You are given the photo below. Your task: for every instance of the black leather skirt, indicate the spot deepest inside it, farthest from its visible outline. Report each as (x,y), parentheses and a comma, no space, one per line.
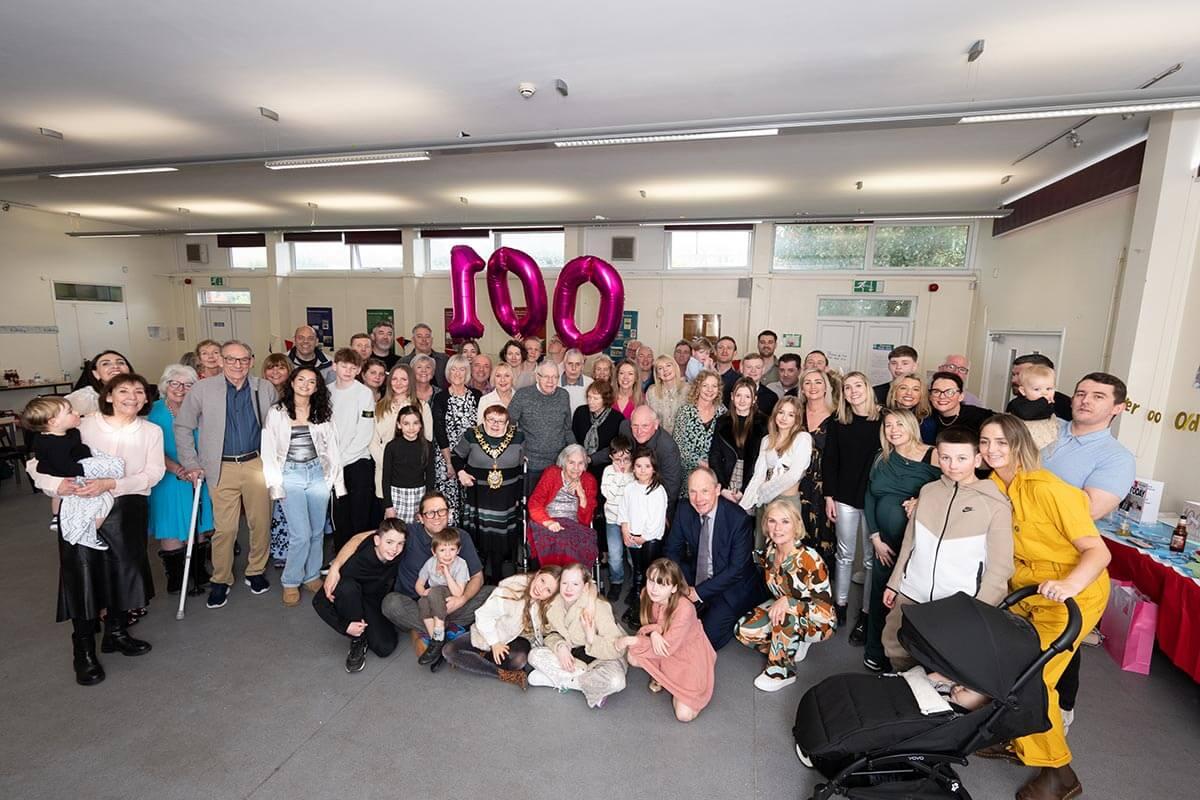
(118,578)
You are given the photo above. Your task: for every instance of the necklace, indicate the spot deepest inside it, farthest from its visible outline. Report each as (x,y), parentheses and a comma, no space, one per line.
(495,476)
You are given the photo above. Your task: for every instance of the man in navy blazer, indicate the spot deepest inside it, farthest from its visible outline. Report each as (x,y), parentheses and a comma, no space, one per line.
(735,585)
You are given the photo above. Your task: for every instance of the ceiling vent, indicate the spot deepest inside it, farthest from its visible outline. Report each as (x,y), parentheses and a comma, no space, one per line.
(197,253)
(624,248)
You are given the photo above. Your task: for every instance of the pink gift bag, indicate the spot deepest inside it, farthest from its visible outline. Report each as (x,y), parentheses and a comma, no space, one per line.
(1128,627)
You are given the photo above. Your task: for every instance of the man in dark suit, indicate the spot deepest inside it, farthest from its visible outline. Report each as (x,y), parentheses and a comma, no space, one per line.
(712,540)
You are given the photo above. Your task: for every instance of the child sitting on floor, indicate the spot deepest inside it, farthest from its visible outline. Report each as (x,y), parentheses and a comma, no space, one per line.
(444,575)
(61,452)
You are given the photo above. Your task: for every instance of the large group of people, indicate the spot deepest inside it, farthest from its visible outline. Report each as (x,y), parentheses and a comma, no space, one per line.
(733,499)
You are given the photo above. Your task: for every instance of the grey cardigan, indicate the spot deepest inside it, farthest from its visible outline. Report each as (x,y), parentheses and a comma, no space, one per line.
(204,409)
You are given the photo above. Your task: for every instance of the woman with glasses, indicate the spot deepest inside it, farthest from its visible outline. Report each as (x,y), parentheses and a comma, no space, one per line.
(171,499)
(946,397)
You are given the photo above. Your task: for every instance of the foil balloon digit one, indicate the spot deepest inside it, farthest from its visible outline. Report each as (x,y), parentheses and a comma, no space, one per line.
(612,304)
(465,264)
(503,262)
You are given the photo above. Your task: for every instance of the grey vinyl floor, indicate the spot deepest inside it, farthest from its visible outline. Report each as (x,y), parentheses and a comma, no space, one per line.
(252,701)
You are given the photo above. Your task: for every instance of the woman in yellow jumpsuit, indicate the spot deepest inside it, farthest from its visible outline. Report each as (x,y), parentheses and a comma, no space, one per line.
(1057,548)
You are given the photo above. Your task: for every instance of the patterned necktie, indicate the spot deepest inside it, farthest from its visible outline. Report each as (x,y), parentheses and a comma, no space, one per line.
(705,558)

The request – Rescale the coordinates in the answers by 0.8 from the line with "the grey vinyl" up to and including the last line of the items, rounding each result to a whole number with halves going up. Write out all of those lines again, requests included, and leave the requests as they are.

The output –
You are given the photo above. Your task: for every instance of the grey vinyl floor, indicate the spot deepest inside it, farthest from its visible outline. Report each as (x,y), parentheses and a comma, no space, one per line.
(202,561)
You are given the photo above. Your task: for every instance of the woman in yellow jumpsuit, indicate the spot deepest inside it, farthest from its visible outline. Report each as (x,y), parentheses and a comma, no space, one per line.
(846,438)
You are given the photo above. Your task: for every instance of the patterned necktie, indicate the spot deepest inside it, farthest from its visible outline. Report each as (x,y), parentheses and a comma, no space, one per line.
(564,446)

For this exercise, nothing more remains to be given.